• _TEXT SECTION_:
By PETER VICKERY, Esq.

What should you do if an employee ‘likes’ a Facebook post that accuses you of dishonesty? The answer may surprise you.

Peter Vickery

Peter Vickery

Are you on solid legal ground if you peruse a job applicant’s blog? The answer to that question could change, depending on what happens in the next session of the state Legislature. Employers interested in staying on the right side of social-media law should know about two recent decisions from the National Labor Relations Board (NLRB) and one state-level proposal that would further limit the ability to screen job applicants here in Massachusetts.

Let’s start with the federal decisions. Section 7 of the National Labor Relations Act (NLRA) protects employees who are engaged in “concerted activity for the purpose of collective bargaining or other mutual aid or protection.” It applies to unionized and non-unionized workplaces alike, so long as the business falls under the jurisdiction of the NLRB.

In the last four years, the NLRB has issued three reports on the extent to which the act protects employees’ online statements, and earlier this year it decided two cases that between them answer some questions about how far employers can go in protecting their businesses from the damaging effects of employees’ social-media activities. The first case involves Facebook’s ‘like’ button.

What’s Not to Like?

Can a series of public, profanity-laced Facebook comments accusing the employer of incompetence and dishonesty constitute protected concerted activity? Yes, says the NLRB. What about clicking ‘like’ to show you approve of a comment-forming part of the discussion? Is that a protected Section 7 right? Yes, it can be.

Ralph DelBuono and Tommy Dadonna own Triple Play Sports Bar and Grille in Watertown, Conn. They produced an employee handbook that contained a policy about online conduct. The policy warned employees that they would be subject to disciplinary actions for engaging in “inappropriate [online] discussions about the company, management, and/or co-workers.”

In early 2011, Triple Play’s owners learned that some of their employees were worried that they might owe more in state taxes than anticipated, so DelBuono and Dadonna decided to call a staff meeting. A week or so before the scheduled staff meeting, a Facebook discussion took place, initiated by a former Triple Play employee, Jamie LaFrance. That online conversation led to a decision from the NLRB, Three D, LLC d/b/a Triple Play Sports Bar and Grille (Aug. 22, 2014).

• _TASK REQUIREMENTS_:
[A] In the article on social-media law, who owns Triple Play Sports Bar and Grille?
[B] List every person named in the article on social-media law.

• _INFORMATION PROVIDED_:
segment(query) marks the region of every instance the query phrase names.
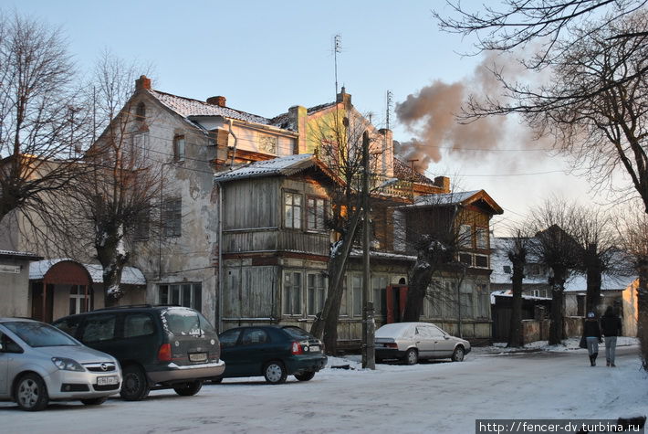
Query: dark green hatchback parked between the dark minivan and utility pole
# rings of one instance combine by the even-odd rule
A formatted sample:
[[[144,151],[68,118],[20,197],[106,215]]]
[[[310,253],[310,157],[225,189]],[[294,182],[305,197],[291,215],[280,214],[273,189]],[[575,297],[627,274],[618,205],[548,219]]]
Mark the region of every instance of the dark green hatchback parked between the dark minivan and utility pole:
[[[218,336],[225,372],[213,378],[265,376],[270,384],[287,376],[308,381],[327,363],[322,342],[299,327],[258,325],[237,327]]]

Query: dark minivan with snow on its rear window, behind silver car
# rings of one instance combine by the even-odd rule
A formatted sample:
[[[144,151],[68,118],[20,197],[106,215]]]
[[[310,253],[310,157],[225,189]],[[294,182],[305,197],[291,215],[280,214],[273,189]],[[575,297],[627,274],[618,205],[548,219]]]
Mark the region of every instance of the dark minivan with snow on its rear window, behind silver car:
[[[205,378],[225,371],[214,327],[193,309],[124,306],[67,316],[54,325],[119,360],[124,399],[143,399],[152,388],[195,395]]]

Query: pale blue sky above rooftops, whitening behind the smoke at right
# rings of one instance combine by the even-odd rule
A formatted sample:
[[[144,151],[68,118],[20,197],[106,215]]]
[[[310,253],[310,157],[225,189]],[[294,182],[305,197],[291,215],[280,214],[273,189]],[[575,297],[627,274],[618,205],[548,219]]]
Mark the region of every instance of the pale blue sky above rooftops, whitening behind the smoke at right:
[[[386,92],[391,90],[395,140],[420,140],[439,132],[430,152],[440,160],[431,161],[426,175],[449,175],[465,190],[486,189],[505,209],[505,216],[496,220],[496,232],[555,191],[605,201],[588,196],[585,180],[556,173],[567,164],[535,151],[546,144],[533,143],[515,120],[497,124],[488,134],[480,128],[472,135],[453,133],[448,142],[443,130],[455,131],[454,121],[432,122],[430,132],[423,128],[431,119],[424,113],[409,122],[397,117],[395,109],[410,95],[410,101],[431,95],[431,110],[438,115],[455,106],[442,100],[447,92],[437,90],[458,86],[466,94],[479,81],[476,68],[484,58],[460,56],[470,51],[470,41],[441,33],[434,22],[431,8],[443,7],[440,0],[398,5],[376,0],[3,3],[5,12],[16,8],[60,26],[81,70],[89,70],[110,49],[120,58],[151,64],[154,89],[198,100],[224,95],[229,107],[266,117],[293,105],[333,101],[332,41],[339,34],[338,81],[356,108],[371,111],[373,123],[384,127]],[[480,142],[484,137],[489,143]]]

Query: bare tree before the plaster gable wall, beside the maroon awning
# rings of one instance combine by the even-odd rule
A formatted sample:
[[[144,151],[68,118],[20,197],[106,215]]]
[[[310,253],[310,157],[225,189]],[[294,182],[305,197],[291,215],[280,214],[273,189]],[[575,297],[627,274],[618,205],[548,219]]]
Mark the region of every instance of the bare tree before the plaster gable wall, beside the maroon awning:
[[[74,183],[68,213],[78,239],[89,240],[101,264],[108,306],[123,295],[121,273],[131,242],[150,237],[162,205],[162,164],[146,141],[151,120],[132,90],[136,69],[108,52],[99,59],[88,89],[103,132],[85,154],[89,169]]]

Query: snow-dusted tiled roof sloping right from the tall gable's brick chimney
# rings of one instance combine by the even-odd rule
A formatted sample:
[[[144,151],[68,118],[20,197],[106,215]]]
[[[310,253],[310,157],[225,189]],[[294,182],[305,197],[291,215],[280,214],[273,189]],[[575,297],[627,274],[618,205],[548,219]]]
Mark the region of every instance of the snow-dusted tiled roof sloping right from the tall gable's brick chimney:
[[[267,118],[257,116],[256,114],[230,109],[229,107],[221,107],[216,104],[209,104],[204,101],[192,100],[191,98],[179,97],[159,90],[149,91],[158,101],[183,116],[183,118],[189,118],[191,116],[223,116],[238,121],[270,124]]]

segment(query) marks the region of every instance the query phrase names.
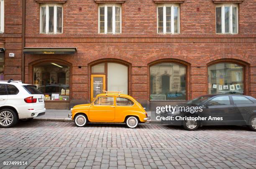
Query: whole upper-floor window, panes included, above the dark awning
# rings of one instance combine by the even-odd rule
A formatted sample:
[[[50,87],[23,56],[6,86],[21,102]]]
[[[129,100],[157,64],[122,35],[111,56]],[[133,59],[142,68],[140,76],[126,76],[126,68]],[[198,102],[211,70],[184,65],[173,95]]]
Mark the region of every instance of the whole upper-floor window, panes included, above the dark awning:
[[[61,5],[41,5],[40,33],[62,33],[62,11]]]

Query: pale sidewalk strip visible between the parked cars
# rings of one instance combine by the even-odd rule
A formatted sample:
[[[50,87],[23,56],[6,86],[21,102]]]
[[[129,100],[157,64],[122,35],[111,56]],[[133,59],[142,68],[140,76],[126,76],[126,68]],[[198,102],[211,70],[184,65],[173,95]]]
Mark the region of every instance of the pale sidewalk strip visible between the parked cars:
[[[44,116],[35,117],[36,121],[61,121],[61,122],[73,122],[68,118],[68,114],[71,113],[70,110],[56,110],[56,109],[46,109]],[[149,122],[159,123],[156,121],[155,114],[151,114],[151,111],[147,111],[148,116],[151,116]]]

• _RESULTS BY TASK_:
[A] Ralph DelBuono and Tommy Dadonna

[B] Peter Vickery, Ralph DelBuono, Tommy Dadonna, Jamie LaFrance